### [TO DO]
a – In the Pascal GPU article, list every field that VR is named as changing.
b – Reproduce the Pascal GPU article word for word from "The P6000 and P5000 trimmed" up to and including "180W power consumption.".
c – Pick up the Pascal GPU article after its final sentence and continue it.

─── TEXT PROVIDED ───

NVIDIA’s Pascal is the most powerful GPU architecture bringing in a whole new level of performance and innovate capabilities. Visual Computing on the desktop, in VR, and on-the-go requires this next level of performance and capabilities. As designs become more complex, media becomes richer with higher resolutions and complex visual effects, with VR changing several facets of entertainment, design, engineering, architecture and medicine, Pascal offers the solutions to cope with these challenges.
At SIGGRAPH 2016 conference that concluded this week in Anaheim, California, NVIDIA showcased a demo of the mobile version of its revolutionary Pascal-based Quadro GPU. This has got everybody speculating that NVIDIA will soon announce the mobile variant of the Quadro family.
The P6000 and P5000 trimmed down for mobile variant
With a whopping 3840 CUDA Parallel-Processing Cores, boasting 24GB GDDR5X GPU memory and 12 TFLOPs of FP 32 performance and a max power consumption of 250W, the P6000 created quite a storm when it was first announced. The P5000 is a toned down version of P6000 with 2560 cores, 16 GB GDDR5X, 8.9 TFLOPs and 180W power consumption.
The mobile versions of the P6000 and P5000 must clock at a lower speed in order to reduce overall Thermal Design Power (TDP). The TDP is the maximum power consumed by a device under normal conditions. In other words, it’s the max power the device can dissipate when it runs real applications. When it comes to mobiles, power dissipation is an important factor. With shrinking technology nodes and complex fabrication challenges, mobile GPUs, and CPUs need to adhere to certain low power dissipation rules. Hence the expected reduction in TDP for the mobile variant of P6000 and P5000. So it’s ideal to expect the TDP for mobile variants to be well below 180W.

─── GIVEN RECORDS ───

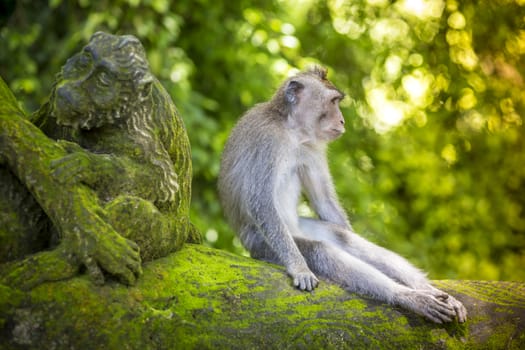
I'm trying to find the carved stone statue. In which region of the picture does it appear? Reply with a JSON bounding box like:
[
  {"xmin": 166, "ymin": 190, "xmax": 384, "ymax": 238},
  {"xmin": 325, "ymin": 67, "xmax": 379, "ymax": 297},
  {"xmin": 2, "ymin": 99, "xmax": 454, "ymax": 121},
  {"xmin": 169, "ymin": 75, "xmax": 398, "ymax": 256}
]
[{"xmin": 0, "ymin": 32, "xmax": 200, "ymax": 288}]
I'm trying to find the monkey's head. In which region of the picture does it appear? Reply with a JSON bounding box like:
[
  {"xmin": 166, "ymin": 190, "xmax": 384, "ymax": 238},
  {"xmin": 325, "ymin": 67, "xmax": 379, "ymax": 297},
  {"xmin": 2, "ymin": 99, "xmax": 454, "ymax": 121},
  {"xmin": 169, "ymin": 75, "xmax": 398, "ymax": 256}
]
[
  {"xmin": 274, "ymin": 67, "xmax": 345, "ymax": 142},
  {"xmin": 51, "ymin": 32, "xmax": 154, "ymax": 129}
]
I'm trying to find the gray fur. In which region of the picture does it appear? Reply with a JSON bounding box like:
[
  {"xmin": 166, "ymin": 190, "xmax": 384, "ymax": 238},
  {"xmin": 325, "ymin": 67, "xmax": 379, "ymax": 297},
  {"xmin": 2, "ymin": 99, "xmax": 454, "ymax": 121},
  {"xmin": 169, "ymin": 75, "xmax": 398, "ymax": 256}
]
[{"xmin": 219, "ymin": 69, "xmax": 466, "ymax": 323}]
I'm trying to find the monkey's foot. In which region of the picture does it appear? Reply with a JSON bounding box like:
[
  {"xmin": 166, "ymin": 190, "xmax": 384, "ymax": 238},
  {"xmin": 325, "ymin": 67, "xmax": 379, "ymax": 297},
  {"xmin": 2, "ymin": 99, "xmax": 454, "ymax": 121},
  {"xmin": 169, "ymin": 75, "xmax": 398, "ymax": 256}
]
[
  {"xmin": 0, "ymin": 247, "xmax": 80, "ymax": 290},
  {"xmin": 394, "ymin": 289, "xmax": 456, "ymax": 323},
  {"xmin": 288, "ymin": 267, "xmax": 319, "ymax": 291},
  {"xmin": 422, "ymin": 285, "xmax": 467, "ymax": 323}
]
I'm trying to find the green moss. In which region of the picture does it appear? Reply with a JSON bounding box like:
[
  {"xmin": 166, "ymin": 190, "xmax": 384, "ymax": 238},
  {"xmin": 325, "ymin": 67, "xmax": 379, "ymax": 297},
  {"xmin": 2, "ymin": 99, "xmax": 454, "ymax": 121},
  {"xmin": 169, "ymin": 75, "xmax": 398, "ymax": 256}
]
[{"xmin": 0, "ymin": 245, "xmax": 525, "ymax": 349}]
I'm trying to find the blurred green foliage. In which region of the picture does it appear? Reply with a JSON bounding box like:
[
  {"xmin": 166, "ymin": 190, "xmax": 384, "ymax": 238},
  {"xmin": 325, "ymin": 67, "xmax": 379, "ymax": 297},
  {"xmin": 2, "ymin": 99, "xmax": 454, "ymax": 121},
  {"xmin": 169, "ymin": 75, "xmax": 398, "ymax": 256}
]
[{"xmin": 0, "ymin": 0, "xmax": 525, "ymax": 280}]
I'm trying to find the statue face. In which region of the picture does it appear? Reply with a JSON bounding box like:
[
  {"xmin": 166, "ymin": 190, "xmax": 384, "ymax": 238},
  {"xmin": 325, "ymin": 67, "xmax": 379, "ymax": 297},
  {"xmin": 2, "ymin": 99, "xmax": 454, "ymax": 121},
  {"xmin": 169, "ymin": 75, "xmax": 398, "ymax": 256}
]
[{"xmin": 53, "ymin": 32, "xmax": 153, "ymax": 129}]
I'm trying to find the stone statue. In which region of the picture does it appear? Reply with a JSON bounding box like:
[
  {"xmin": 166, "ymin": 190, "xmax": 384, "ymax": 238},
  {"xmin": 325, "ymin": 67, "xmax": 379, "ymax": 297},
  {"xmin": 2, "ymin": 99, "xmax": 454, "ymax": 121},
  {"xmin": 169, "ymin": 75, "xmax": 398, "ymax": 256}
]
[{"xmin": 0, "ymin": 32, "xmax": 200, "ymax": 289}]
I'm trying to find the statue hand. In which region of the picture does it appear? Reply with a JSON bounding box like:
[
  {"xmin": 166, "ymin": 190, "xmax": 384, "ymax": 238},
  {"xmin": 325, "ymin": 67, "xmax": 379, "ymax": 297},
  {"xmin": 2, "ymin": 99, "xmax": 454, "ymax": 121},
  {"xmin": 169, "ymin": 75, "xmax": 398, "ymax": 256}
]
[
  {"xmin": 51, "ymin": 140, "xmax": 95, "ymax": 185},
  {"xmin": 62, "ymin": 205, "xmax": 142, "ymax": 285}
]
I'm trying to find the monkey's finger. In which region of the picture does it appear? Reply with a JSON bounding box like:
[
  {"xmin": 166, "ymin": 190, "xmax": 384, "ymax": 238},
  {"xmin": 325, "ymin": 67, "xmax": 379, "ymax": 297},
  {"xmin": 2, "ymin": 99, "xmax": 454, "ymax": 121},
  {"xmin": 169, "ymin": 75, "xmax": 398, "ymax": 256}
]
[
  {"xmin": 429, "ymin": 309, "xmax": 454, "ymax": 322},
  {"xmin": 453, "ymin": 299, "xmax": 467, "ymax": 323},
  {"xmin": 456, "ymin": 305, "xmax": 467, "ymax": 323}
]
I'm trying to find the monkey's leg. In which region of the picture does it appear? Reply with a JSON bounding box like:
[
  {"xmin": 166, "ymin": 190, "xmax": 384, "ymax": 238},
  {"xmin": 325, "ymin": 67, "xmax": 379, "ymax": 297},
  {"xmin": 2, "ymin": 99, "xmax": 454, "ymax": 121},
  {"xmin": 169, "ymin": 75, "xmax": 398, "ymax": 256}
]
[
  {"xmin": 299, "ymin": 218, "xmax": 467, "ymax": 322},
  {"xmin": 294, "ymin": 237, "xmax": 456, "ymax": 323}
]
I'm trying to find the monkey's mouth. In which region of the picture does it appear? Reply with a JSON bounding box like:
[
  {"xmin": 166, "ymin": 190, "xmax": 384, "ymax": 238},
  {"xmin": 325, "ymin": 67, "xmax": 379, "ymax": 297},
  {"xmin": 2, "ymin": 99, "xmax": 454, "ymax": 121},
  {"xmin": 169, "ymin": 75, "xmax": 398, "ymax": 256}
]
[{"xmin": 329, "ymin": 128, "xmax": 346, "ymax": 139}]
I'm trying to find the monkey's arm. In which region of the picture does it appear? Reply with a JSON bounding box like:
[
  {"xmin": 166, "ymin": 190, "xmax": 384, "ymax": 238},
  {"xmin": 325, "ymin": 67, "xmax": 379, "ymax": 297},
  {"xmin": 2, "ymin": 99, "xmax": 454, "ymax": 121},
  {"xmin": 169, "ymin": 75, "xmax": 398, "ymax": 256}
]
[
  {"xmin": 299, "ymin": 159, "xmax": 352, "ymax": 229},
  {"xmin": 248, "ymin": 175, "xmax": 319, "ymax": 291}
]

───

### [ANSWERS TO THE TASKS]
a – entertainment, design, engineering, architecture, medicine

b –
The P6000 and P5000 trimmed down for mobile variant
With a whopping 3840 CUDA Parallel-Processing Cores, boasting 24GB GDDR5X GPU memory and 12 TFLOPs of FP 32 performance and a max power consumption of 250W, the P6000 created quite a storm when it was first announced. The P5000 is a toned down version of P6000 with 2560 cores, 16 GB GDDR5X, 8.9 TFLOPs and 180W power consumption.

c –
Though other specifications aren’t clear, fudzilla reports that the GPU is working flawlessly. The company hasn’t made any official announcements regarding the mobile variants, but the working silicon was shown publicly on the SIGGRAPH expo floor. The company claims that Quadro mobile workstation product family offers a complete range of graphics for the professions.
In related news, NVIDIA showed the advances it had achieved in VR. At the core of practically every PC-based VR system is a NVIDIA graphics chip. NVIDIA showed the preview of features that will become the world standard across all high-powered VR devices in a couple of years. And at the heart of it all, we may very well see the mobile variant of the P6000 and P5000 Quadro GPU.